(Coordinate annotation entries)
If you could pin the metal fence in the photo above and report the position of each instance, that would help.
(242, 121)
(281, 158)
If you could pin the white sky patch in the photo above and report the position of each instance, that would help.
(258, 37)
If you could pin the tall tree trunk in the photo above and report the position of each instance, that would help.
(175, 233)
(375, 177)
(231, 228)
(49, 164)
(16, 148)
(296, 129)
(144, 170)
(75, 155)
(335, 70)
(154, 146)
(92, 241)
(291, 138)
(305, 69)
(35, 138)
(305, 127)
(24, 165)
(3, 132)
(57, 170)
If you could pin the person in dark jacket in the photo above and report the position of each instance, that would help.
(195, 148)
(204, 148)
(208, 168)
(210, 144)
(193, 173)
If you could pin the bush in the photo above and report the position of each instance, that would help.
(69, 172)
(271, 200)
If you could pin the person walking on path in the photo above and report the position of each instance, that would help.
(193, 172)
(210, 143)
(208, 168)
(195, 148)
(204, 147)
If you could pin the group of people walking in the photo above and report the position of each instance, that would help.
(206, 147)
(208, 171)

WHAT IS NEEDED: Output every line of the records above as a numbered list, skipping any blank lines.

RESPONSE TO THIS EXERCISE:
1. If you could pin the metal fence in the photo above and report the position of each instance, that would help.
2. (242, 121)
3. (281, 158)
4. If you could pin the white sky patch in the photo above and report the position of each instance, that would help.
5. (258, 37)
6. If you could pin the tall tree trunk in the photo above and report the position of each instance, that would help.
7. (175, 233)
8. (375, 177)
9. (231, 228)
10. (49, 164)
11. (16, 148)
12. (296, 129)
13. (144, 170)
14. (75, 155)
15. (335, 70)
16. (154, 146)
17. (92, 241)
18. (291, 138)
19. (305, 69)
20. (35, 138)
21. (305, 127)
22. (24, 165)
23. (3, 132)
24. (57, 170)
25. If you could pin the person in dark jacket in the photo above and report the position of each instance, that would help.
26. (195, 148)
27. (204, 148)
28. (208, 168)
29. (210, 144)
30. (193, 173)
31. If you could pin the bush in the photo above and report the position of each instance, that would help.
32. (69, 172)
33. (271, 200)
34. If you could pin the person walking on path in the photo above and report the position of each instance, that would help.
35. (193, 172)
36. (210, 143)
37. (208, 168)
38. (195, 148)
39. (204, 147)
40. If you could pin the group of people walking in the photo above and report the position of each instance, that would help.
41. (206, 147)
42. (208, 171)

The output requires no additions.